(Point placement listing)
_ _ _ _ _

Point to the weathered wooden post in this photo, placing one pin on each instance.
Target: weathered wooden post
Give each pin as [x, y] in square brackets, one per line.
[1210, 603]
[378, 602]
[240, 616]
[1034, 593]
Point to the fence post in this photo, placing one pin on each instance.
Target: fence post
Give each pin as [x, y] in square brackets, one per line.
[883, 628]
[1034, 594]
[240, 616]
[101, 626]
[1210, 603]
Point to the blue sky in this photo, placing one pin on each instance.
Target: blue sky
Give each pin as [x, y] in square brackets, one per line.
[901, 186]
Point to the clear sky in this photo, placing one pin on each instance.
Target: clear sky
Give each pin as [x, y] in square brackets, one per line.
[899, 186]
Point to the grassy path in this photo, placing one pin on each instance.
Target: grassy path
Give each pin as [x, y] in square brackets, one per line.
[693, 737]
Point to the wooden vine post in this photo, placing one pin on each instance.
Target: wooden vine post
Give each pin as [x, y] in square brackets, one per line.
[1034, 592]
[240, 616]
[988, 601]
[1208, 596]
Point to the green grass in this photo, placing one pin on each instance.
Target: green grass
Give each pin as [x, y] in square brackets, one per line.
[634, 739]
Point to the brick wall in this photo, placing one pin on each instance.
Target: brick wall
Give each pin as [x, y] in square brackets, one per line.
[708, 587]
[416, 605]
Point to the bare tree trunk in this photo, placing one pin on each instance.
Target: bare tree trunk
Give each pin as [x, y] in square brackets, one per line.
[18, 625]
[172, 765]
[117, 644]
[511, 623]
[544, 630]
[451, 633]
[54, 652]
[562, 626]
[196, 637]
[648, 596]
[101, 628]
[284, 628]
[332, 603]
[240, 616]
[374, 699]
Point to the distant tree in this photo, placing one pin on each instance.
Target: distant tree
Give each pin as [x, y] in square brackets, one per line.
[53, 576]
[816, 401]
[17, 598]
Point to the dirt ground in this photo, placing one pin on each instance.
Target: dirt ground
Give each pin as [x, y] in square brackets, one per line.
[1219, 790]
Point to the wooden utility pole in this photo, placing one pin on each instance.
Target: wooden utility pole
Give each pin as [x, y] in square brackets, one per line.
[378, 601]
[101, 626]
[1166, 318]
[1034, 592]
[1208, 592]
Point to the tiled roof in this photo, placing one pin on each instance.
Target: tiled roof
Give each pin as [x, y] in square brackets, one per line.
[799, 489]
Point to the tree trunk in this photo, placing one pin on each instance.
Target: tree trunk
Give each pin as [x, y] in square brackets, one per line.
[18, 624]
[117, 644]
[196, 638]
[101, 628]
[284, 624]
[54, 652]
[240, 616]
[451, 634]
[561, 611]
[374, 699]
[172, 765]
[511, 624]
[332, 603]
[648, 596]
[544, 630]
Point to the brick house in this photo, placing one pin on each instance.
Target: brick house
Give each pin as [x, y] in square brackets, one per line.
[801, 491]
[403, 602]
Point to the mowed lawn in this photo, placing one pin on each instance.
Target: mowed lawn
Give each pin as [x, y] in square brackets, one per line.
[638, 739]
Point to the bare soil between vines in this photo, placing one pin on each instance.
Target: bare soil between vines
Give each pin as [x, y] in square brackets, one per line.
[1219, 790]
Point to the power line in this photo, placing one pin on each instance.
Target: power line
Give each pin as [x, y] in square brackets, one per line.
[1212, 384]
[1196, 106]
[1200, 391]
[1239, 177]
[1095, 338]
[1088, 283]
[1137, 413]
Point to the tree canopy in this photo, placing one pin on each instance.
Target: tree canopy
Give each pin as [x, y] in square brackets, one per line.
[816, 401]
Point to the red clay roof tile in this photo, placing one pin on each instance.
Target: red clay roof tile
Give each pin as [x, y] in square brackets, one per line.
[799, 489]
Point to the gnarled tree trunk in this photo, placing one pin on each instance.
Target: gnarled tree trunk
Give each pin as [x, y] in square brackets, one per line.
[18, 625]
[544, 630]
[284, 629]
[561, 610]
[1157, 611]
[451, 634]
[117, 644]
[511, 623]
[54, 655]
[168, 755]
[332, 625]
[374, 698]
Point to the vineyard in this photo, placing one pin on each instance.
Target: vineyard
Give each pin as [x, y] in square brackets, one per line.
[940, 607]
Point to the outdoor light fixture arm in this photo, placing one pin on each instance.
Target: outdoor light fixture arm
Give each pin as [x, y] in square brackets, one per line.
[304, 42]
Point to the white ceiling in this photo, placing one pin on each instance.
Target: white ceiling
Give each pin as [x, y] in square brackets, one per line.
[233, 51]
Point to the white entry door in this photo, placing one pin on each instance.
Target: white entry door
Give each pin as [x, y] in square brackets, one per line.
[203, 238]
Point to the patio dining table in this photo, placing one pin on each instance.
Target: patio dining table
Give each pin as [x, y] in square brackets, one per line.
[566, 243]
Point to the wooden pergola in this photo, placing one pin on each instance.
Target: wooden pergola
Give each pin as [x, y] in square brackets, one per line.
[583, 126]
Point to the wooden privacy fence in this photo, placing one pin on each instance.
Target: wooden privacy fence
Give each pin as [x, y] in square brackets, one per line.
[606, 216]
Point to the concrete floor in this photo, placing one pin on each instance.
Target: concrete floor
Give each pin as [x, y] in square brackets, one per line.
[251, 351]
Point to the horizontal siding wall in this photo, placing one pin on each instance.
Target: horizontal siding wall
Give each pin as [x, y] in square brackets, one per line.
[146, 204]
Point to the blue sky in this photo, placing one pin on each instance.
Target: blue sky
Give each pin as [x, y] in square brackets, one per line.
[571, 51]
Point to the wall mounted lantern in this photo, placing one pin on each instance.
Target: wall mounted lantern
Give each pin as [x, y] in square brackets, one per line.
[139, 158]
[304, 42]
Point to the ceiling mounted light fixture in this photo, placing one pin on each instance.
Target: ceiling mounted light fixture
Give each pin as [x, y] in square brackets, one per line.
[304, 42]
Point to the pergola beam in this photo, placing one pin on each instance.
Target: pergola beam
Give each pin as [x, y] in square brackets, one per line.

_ _ _ _ _

**GIVEN REQUEST**
Render the lines of the listing above as a JSON list of strings, one string per line, starting at the line containing "Point to the wall" and ending at the last line of the listing, with blank lines omitted.

**RESPONSE FOR THIS EXERCISE**
[
  "Point to the wall mounted lantern in this photo, placing one pin on each instance.",
  "Target: wall mounted lantern",
  "Give each pin as [x, y] in square brackets, one per line.",
  "[139, 158]",
  "[304, 42]",
  "Point to the ceiling mounted light fixture in this photo, placing one pin on each instance.",
  "Target: ceiling mounted light fixture",
  "Give each pin as [x, y] in square brackets, one per line.",
  "[304, 42]",
  "Point to the pergola beam in this photo, placing one pin on each instance.",
  "Target: pergola beam",
  "Give each pin as [x, y] in square brackets, one per line."
]